Exercise >> In the records below, take the part that opens with the line containing "of the beige" and closes at the end of the records. Write those lines out again with "stucco" changed to "plaster" and nothing else altered, and leave the pictures out.

Raw records >>
+-------+

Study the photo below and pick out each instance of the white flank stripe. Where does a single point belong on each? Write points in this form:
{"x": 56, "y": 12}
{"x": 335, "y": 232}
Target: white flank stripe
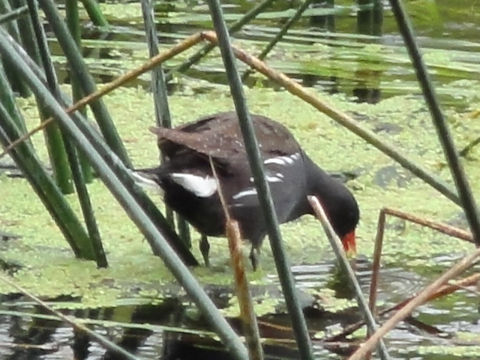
{"x": 276, "y": 178}
{"x": 200, "y": 186}
{"x": 248, "y": 192}
{"x": 283, "y": 160}
{"x": 278, "y": 160}
{"x": 145, "y": 182}
{"x": 273, "y": 179}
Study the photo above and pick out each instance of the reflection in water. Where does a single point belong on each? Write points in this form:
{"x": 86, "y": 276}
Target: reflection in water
{"x": 171, "y": 331}
{"x": 369, "y": 22}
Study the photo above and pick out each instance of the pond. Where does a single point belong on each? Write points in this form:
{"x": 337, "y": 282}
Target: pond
{"x": 354, "y": 59}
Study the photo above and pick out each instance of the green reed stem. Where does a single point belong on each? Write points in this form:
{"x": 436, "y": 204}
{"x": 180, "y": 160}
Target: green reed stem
{"x": 251, "y": 144}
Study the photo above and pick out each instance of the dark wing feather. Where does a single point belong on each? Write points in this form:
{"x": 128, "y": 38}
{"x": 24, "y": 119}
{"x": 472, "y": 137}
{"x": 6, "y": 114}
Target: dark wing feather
{"x": 219, "y": 136}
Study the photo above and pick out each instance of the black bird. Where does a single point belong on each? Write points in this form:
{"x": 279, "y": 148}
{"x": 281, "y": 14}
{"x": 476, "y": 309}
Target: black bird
{"x": 190, "y": 187}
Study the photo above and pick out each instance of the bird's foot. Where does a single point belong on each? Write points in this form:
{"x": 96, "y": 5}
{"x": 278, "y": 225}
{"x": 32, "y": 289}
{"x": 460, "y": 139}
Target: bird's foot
{"x": 254, "y": 257}
{"x": 205, "y": 249}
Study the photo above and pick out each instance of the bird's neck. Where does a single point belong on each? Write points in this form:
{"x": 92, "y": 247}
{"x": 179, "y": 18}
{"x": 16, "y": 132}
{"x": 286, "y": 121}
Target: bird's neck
{"x": 323, "y": 186}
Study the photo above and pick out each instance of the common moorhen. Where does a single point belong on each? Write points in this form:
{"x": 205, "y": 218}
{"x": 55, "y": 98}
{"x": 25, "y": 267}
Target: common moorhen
{"x": 190, "y": 187}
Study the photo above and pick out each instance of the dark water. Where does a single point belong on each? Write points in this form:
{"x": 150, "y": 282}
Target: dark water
{"x": 334, "y": 54}
{"x": 168, "y": 331}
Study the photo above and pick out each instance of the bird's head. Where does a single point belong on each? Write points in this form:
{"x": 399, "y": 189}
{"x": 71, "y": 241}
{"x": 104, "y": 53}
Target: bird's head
{"x": 338, "y": 203}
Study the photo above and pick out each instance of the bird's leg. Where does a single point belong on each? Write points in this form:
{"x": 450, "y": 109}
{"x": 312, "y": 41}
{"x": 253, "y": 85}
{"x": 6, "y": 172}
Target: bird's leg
{"x": 254, "y": 257}
{"x": 205, "y": 249}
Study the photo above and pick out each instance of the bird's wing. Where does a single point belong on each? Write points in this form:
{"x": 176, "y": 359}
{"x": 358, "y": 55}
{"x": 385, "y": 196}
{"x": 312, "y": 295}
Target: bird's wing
{"x": 219, "y": 136}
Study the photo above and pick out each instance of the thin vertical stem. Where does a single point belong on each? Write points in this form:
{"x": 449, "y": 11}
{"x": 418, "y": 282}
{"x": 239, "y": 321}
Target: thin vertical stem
{"x": 73, "y": 23}
{"x": 265, "y": 197}
{"x": 376, "y": 261}
{"x": 280, "y": 35}
{"x": 209, "y": 47}
{"x": 342, "y": 258}
{"x": 443, "y": 132}
{"x": 45, "y": 188}
{"x": 160, "y": 98}
{"x": 33, "y": 31}
{"x": 77, "y": 65}
{"x": 12, "y": 28}
{"x": 94, "y": 12}
{"x": 78, "y": 178}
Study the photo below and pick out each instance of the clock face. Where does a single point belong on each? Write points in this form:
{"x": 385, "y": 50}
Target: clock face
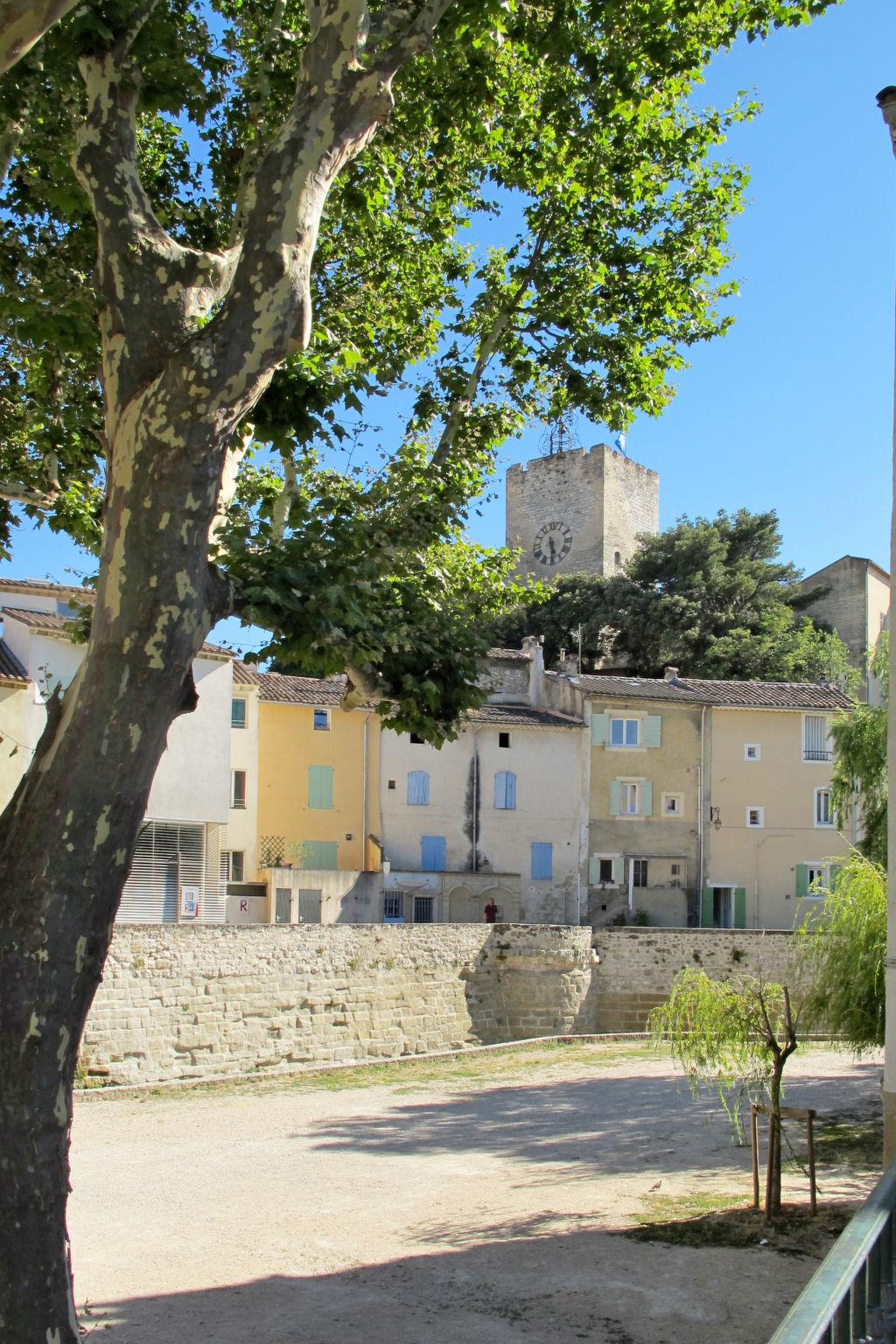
{"x": 552, "y": 543}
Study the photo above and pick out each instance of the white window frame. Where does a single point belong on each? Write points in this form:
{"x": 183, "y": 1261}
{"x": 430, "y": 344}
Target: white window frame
{"x": 822, "y": 825}
{"x": 676, "y": 812}
{"x": 625, "y": 721}
{"x": 830, "y": 747}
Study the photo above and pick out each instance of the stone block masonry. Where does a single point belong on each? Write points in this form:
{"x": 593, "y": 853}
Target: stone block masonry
{"x": 639, "y": 965}
{"x": 199, "y": 1002}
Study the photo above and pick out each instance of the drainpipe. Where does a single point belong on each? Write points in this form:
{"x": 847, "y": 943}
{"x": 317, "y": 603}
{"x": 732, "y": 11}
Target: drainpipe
{"x": 367, "y": 719}
{"x": 887, "y": 104}
{"x": 700, "y": 817}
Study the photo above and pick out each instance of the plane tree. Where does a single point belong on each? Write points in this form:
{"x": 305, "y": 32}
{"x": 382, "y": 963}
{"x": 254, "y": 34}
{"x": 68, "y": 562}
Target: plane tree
{"x": 185, "y": 186}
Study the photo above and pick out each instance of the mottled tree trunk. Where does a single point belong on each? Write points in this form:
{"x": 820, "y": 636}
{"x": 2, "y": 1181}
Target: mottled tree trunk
{"x": 66, "y": 843}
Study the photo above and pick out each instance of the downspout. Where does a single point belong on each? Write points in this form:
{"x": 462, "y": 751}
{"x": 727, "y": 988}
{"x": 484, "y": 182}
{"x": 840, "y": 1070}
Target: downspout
{"x": 367, "y": 719}
{"x": 700, "y": 816}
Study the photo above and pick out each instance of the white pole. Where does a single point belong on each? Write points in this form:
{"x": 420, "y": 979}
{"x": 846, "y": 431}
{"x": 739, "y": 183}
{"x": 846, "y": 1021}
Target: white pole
{"x": 887, "y": 104}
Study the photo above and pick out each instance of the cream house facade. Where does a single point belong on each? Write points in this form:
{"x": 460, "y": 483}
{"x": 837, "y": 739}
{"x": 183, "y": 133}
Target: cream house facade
{"x": 176, "y": 867}
{"x": 710, "y": 802}
{"x": 499, "y": 816}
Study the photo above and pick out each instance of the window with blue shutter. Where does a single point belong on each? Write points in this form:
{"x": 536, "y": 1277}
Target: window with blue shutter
{"x": 418, "y": 788}
{"x": 433, "y": 854}
{"x": 506, "y": 790}
{"x": 542, "y": 860}
{"x": 320, "y": 855}
{"x": 320, "y": 787}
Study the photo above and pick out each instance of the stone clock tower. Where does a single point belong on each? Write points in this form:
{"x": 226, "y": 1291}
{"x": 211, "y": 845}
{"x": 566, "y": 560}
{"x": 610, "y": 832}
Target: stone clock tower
{"x": 579, "y": 512}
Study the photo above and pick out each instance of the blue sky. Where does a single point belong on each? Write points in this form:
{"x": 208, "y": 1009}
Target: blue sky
{"x": 793, "y": 409}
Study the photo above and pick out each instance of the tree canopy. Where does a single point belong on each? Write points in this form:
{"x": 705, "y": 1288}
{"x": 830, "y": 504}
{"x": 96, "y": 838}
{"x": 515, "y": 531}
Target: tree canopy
{"x": 860, "y": 762}
{"x": 710, "y": 597}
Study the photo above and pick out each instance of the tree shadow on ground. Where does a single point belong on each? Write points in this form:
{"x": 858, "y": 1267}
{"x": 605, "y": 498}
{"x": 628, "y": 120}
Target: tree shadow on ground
{"x": 557, "y": 1288}
{"x": 592, "y": 1125}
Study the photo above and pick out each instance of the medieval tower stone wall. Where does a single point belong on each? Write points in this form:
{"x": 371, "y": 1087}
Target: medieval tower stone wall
{"x": 579, "y": 511}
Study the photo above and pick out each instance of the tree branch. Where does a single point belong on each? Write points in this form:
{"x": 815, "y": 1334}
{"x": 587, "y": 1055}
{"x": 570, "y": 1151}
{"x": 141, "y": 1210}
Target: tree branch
{"x": 23, "y": 24}
{"x": 462, "y": 402}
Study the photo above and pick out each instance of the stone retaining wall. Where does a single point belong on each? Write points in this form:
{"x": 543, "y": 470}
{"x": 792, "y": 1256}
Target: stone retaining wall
{"x": 639, "y": 965}
{"x": 193, "y": 1002}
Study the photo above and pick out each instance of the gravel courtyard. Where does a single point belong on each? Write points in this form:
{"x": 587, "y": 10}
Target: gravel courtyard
{"x": 476, "y": 1199}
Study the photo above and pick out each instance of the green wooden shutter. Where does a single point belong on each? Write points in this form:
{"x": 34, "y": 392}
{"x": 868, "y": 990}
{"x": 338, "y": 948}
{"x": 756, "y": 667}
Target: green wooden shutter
{"x": 705, "y": 914}
{"x": 740, "y": 907}
{"x": 652, "y": 730}
{"x": 320, "y": 785}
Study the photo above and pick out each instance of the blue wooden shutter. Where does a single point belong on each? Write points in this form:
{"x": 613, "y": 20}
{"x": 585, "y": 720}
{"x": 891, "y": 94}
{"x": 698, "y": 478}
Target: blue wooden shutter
{"x": 652, "y": 730}
{"x": 320, "y": 854}
{"x": 542, "y": 860}
{"x": 506, "y": 790}
{"x": 599, "y": 729}
{"x": 320, "y": 785}
{"x": 433, "y": 854}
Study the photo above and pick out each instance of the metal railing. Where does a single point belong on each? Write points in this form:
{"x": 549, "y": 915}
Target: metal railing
{"x": 852, "y": 1298}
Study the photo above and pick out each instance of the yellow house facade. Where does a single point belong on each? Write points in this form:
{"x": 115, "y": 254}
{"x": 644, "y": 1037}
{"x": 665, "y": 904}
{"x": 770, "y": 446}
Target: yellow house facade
{"x": 318, "y": 802}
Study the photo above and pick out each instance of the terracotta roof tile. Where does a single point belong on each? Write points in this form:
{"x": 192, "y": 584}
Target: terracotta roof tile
{"x": 748, "y": 695}
{"x": 10, "y": 667}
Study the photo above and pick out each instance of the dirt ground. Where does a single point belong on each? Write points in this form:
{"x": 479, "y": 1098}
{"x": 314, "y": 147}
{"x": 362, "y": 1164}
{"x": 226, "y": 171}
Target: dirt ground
{"x": 433, "y": 1203}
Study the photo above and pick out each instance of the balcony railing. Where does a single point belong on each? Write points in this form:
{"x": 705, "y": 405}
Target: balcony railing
{"x": 852, "y": 1298}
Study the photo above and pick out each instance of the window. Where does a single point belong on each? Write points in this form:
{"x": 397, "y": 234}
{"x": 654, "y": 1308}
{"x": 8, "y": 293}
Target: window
{"x": 816, "y": 739}
{"x": 394, "y": 907}
{"x": 433, "y": 858}
{"x": 320, "y": 787}
{"x": 624, "y": 732}
{"x": 418, "y": 789}
{"x": 823, "y": 809}
{"x": 542, "y": 860}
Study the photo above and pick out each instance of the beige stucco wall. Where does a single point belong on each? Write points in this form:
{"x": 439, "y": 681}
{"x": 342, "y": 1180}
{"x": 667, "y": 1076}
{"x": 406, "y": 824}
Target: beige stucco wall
{"x": 765, "y": 860}
{"x": 550, "y": 807}
{"x": 672, "y": 767}
{"x": 604, "y": 499}
{"x": 242, "y": 825}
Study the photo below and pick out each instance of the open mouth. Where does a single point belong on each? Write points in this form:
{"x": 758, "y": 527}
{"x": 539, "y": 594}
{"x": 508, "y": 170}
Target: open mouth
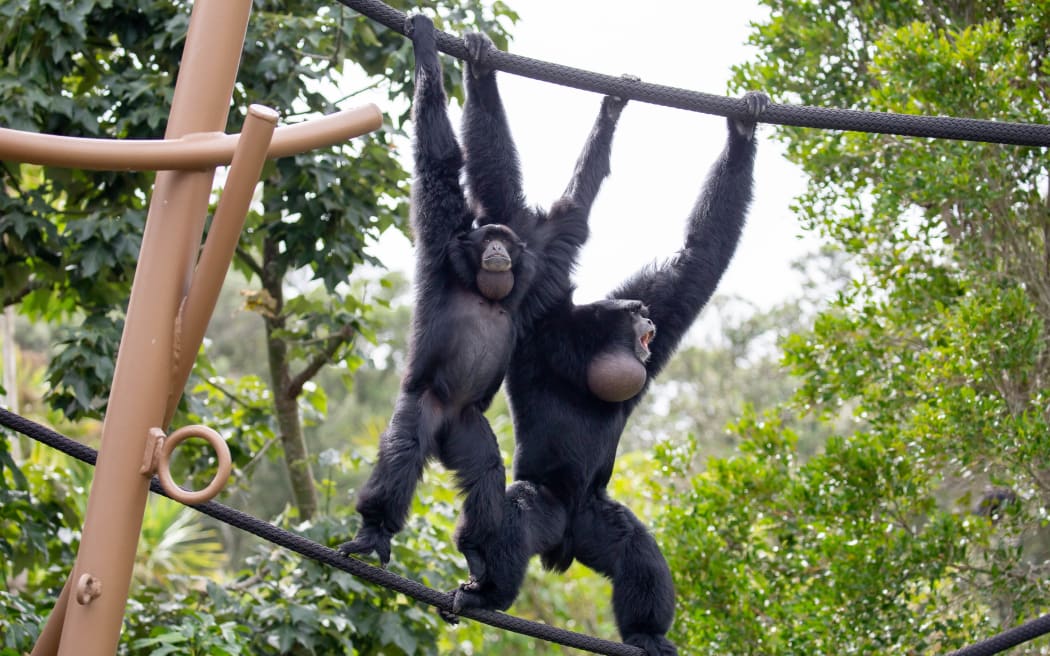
{"x": 497, "y": 263}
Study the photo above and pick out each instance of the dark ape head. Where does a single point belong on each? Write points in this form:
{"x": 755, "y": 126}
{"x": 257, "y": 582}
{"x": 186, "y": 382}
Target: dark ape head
{"x": 495, "y": 249}
{"x": 618, "y": 372}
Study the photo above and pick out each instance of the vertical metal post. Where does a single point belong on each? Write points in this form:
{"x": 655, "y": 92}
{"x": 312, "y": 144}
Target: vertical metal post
{"x": 96, "y": 594}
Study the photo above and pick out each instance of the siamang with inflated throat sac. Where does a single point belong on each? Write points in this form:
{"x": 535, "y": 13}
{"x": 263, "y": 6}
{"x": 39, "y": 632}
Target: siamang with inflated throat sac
{"x": 480, "y": 282}
{"x": 580, "y": 372}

+-------+

Correct answer >>
Study the photo above and pick out each instance of the beige plaster wall. Where does a single point belong on each? Write points in this form:
{"x": 439, "y": 681}
{"x": 342, "y": 1180}
{"x": 667, "y": 1076}
{"x": 406, "y": 824}
Target: beige plaster wall
{"x": 765, "y": 860}
{"x": 550, "y": 807}
{"x": 672, "y": 767}
{"x": 604, "y": 499}
{"x": 242, "y": 825}
Study the photo below and pick out each instance of the open mouth. Where does a single point belong on each? Write points in this form:
{"x": 758, "y": 527}
{"x": 539, "y": 594}
{"x": 508, "y": 170}
Target: open mouth
{"x": 497, "y": 263}
Study the photo above and pick out each instance of the dark ape head. Where does a single point belong on each? Write points in this form:
{"x": 755, "y": 126}
{"x": 257, "y": 582}
{"x": 186, "y": 382}
Target: dark ape head
{"x": 495, "y": 249}
{"x": 618, "y": 372}
Study the photo above and pick out each instance of the vertical metal post. Where does a single point belong on each? Write points in this form:
{"x": 655, "y": 92}
{"x": 312, "y": 144}
Target: vertical metal post
{"x": 96, "y": 594}
Study the photo above and pick out each instance of the siamang with inflated throat sac. Where does a single point belong on each? Write points in this form:
{"x": 535, "y": 13}
{"x": 263, "y": 6}
{"x": 39, "y": 632}
Target: siamang with inflated throat sac
{"x": 480, "y": 282}
{"x": 580, "y": 372}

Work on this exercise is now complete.